(Image-grounded pointing data)
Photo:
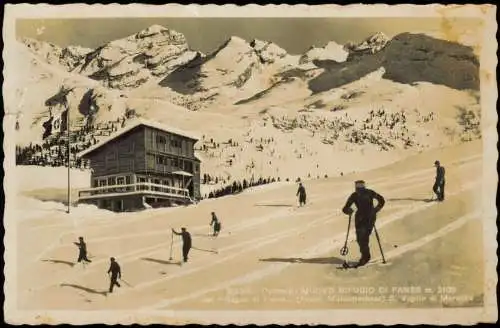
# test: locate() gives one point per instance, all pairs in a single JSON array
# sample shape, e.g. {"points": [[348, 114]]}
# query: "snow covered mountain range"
{"points": [[255, 88]]}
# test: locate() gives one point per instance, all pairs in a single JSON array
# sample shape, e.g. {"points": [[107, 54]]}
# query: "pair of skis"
{"points": [[196, 248], [345, 250]]}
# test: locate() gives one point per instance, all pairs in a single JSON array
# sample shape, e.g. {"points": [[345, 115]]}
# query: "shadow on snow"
{"points": [[86, 289], [160, 261], [317, 260]]}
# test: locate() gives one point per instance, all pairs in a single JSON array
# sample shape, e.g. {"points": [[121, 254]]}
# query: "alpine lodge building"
{"points": [[145, 164]]}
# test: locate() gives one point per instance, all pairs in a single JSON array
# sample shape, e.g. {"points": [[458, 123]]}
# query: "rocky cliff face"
{"points": [[407, 58], [69, 57]]}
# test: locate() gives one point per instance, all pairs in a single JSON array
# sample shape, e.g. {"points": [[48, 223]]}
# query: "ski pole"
{"points": [[171, 245], [379, 244], [344, 250], [126, 282]]}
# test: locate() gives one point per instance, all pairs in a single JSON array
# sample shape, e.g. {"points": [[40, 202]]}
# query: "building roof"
{"points": [[136, 123]]}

▸ About this exercise: All records above should be duplicated exactly, with the pictures omitted.

▸ Answer for the task:
Photo:
# test: locate() gives one point per instance, all pairs in a single JSON array
# sample shape, e.g. {"points": [[348, 114]]}
# query: "snow covered mountain range"
{"points": [[255, 88]]}
# test: locate() gives one point per instance, all pairs in a single JSON array
# sample shape, e.g. {"points": [[107, 54]]}
# query: "pair of skis"
{"points": [[196, 248], [345, 250]]}
# test: locate() gives one point per instance, all pairs in a single JSON array
# sample shape, e.g. {"points": [[345, 115]]}
# query: "shadow on snow"
{"points": [[86, 289], [160, 261], [317, 260]]}
# test: locate() gives one point per instance, all pairs in a single JSON array
# sample shape, e.g. {"points": [[121, 254]]}
# query: "alpine lodge building"
{"points": [[145, 164]]}
# test: locate() gives one point per instance, all pairs in a single JSON array
# sample shape, e.g. {"points": [[458, 123]]}
# query: "rocky cliff face"
{"points": [[407, 58], [69, 57]]}
# test: locate() gives one point per instance, all pairs in a single JSON array
# sample shape, e.g. {"points": [[48, 223]]}
# query: "ski pole"
{"points": [[171, 245], [379, 244], [344, 250], [126, 282]]}
# test: locate() gives one point per instance, all pairs in a single JSON array
# sample shape, e.g. {"points": [[40, 202]]}
# query: "building roof"
{"points": [[136, 123]]}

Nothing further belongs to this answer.